■ **What this task involves**
Skip the pictures. Copy all the rest of the records down exactly.

- - -

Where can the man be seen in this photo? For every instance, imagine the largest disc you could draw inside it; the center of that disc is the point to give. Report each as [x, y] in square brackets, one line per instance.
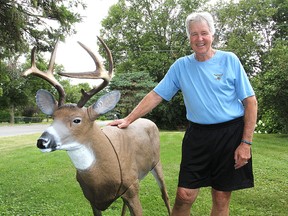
[222, 110]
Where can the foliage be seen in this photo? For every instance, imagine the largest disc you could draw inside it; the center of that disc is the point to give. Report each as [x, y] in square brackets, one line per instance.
[133, 88]
[148, 36]
[256, 31]
[272, 89]
[35, 22]
[33, 180]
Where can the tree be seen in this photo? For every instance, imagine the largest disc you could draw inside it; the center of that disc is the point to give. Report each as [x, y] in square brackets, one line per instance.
[25, 23]
[132, 88]
[256, 31]
[273, 91]
[147, 36]
[38, 22]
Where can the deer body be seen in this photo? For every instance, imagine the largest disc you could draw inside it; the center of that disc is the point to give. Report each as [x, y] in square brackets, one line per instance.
[109, 161]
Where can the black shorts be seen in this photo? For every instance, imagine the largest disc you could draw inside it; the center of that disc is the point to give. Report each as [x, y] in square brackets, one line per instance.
[208, 157]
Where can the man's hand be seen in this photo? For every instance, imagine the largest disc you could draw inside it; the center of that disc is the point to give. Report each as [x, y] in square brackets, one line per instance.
[242, 155]
[120, 123]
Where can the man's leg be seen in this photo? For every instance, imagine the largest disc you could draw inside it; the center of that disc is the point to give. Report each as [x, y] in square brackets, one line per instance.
[184, 199]
[221, 201]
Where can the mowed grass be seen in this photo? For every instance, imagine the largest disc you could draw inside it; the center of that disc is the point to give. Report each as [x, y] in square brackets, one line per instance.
[34, 183]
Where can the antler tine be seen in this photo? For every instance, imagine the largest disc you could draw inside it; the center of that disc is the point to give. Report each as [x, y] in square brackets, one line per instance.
[99, 73]
[48, 76]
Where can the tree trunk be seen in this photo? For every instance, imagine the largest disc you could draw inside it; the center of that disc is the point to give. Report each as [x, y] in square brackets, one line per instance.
[11, 111]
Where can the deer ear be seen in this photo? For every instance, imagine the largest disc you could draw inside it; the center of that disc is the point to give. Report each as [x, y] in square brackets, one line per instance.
[106, 103]
[46, 102]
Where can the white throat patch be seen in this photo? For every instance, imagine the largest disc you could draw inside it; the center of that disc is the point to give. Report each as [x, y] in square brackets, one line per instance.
[82, 157]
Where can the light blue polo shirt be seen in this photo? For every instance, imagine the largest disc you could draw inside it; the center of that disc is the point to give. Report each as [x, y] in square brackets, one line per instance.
[212, 90]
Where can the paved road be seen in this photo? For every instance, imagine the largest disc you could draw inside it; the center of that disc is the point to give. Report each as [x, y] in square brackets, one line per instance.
[16, 130]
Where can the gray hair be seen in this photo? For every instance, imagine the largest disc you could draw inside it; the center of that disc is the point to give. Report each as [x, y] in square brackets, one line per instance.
[200, 17]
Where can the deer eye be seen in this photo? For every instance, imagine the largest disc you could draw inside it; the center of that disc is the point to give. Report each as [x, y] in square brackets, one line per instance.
[77, 121]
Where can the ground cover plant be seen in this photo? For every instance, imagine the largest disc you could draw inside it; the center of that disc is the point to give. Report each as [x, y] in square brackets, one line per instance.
[33, 183]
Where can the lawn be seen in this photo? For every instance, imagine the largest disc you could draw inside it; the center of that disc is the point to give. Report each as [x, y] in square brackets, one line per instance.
[33, 183]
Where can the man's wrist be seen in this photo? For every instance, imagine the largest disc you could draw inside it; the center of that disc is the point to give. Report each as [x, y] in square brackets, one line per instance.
[246, 142]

- - -

■ **Response box**
Where can the man be seen in this photo? For every instance, imagine the largest disc you could draw inside it; the center of that disc is the point to give. Report each as [x, y] in square brackets, one line per instance.
[222, 110]
Where can the foliage be seen in this photo? For every instance, imagine the largest disc you could draw inside it; the center of that disc is the point to give. Report each as [x, y] in square brackets, one line per instance.
[133, 88]
[148, 36]
[256, 31]
[272, 89]
[35, 22]
[33, 180]
Where can the tree be seen in this photo? For every instance, imagine the largest disc you could draw inside it; the center of that disc is the point to give. Report each as [x, y] in square brackets, one line per instance.
[25, 23]
[132, 88]
[256, 31]
[273, 91]
[147, 36]
[38, 22]
Where can the deer body be seen in this photo? For every instance, imagine the largest disc you could draw inside it; the center of that disc is the point to give. Report each as [x, y] in square brackets, one line per instance.
[109, 161]
Where can the black shorts be seen in this photo? For every instance, imagine the largest disc you could draw inside it; the center of that disc is the point to give. Report each as [x, y] in square brackets, one line per instance.
[208, 157]
Where can the man's hand be seen in this photo? For every instance, imagine the largest disc you could draw inside it; the center of that disc is the point to give. Report each as [x, y] in square brackets, one line per instance.
[242, 155]
[120, 123]
Where can the man's leg be seen in this photo? For every instance, imagine the largest disc you could draw inside it; the center of that disc is the point to give. Report each as [x, y] in square brackets, one line per instance.
[184, 199]
[221, 201]
Where can the mowed grass be seen in this photo? For every instance, imagine the largest disc you could draw inside it; the center of that disc is the point to give. Report each as [x, y] in square brackets, one line per instance.
[34, 183]
Where can the antler tine be seen in this photo? For every instance, imagine the largest disc you could draw inside it; the center of that disc is the point to give. Report each as [x, y] in square brackets, one line per instance.
[99, 73]
[48, 76]
Where can the tree trunk be seen in this photo? For every instance, imagine the largest disc you could draw inside it; the center of that disc is the point to give. Report each as [x, y] in square brackets, one line per instance.
[11, 111]
Where can the deer ear be seen in this photo? For every instance, imagine the largest disc you could draw inside it; the center of that disc is the point to give. Report each as [x, y] in square brackets, one line per instance.
[106, 103]
[46, 102]
Where can the white throat patch be seen in this photo? For every instance, imagine the largest disc you could draw inside it; the center of that disc is the point to give. Report each as [x, y] in square brackets, one line per instance.
[82, 157]
Where can the light blue polo shirt be seen in this photo? For every instance, imagine the largest disc you could draw inside it; the center of that disc is the point to give. Report each as [x, y] in square brackets, one line per instance.
[212, 90]
Where can the paved road be seen in this photo? For every instance, imagine the largest disc you could draw inside it; the center of that disc is the point to give. Report each as [x, y] in square brackets, one line per instance.
[16, 130]
Where can the gray hair be seen in this photo? For every instance, imagine the largest disc you could draw inside it; the center of that disc is the point to give. Report each as [x, y] in square brackets, one line per instance.
[200, 17]
Where can the deer eye be seen in this photo? For every instance, imagine the largest disc you could draw inside it; the center of that disc is the point to give. Report each as [x, y] in square brackets, one line per instance.
[77, 121]
Where can the ground cover plant be seen in this photo? For every instance, imagine the largest disc you could draw inside it; the center of that disc is the point to give. Report each as [x, y] in square brackets, one line per instance.
[33, 183]
Where can the lawn be seen in this photo? For every instance, imagine the largest disc you could draw inside it; the center of that disc is the point to give. Report each as [x, y] in square brackets, one line per instance.
[33, 183]
Where can the man's wrist be seen in this photo? For every instance, imagine the largest disc you could draw inside it; the center of that disc is the point to give. Report each as [x, y] in square brackets, one line per instance.
[246, 142]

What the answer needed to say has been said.